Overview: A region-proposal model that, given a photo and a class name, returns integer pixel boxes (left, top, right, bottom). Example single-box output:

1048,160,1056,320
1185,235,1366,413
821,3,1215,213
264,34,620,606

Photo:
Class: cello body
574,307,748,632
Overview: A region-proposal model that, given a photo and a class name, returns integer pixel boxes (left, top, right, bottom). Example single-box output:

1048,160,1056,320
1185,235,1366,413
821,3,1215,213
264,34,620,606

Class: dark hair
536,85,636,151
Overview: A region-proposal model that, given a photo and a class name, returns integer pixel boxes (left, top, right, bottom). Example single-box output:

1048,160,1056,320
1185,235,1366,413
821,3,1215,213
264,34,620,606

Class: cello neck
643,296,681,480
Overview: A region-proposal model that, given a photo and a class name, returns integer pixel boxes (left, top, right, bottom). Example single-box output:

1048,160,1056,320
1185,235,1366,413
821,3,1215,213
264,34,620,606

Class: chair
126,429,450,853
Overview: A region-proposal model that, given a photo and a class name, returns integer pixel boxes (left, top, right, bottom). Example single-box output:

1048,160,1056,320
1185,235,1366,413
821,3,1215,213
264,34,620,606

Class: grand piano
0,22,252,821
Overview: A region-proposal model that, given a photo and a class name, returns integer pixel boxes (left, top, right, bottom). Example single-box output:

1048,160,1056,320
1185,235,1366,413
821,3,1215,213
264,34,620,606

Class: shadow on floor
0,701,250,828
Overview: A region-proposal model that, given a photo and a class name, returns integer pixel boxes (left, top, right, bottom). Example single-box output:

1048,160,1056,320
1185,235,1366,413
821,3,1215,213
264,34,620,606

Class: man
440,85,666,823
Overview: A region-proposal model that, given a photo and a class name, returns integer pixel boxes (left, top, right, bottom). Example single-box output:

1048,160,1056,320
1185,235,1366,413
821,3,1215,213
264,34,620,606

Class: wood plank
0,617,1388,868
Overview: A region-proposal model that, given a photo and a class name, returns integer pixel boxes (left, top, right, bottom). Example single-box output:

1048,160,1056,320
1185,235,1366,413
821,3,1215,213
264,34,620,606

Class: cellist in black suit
━━━━━━━━━━━━━━━━━━━━
> Task prompt:
Rewrite the records from their start through the line containing "574,307,748,632", changing "cello body" to "cello case" and leaving everything else unchanged.

> Response:
Overview: A region-proposal model that, given a photo and a class name, returns integer pixel boxes (left, top, right, bottom). Example single-box output:

1048,160,1056,320
1185,235,1366,413
821,3,1215,213
264,34,620,606

Photo:
Class: cello case
574,307,748,632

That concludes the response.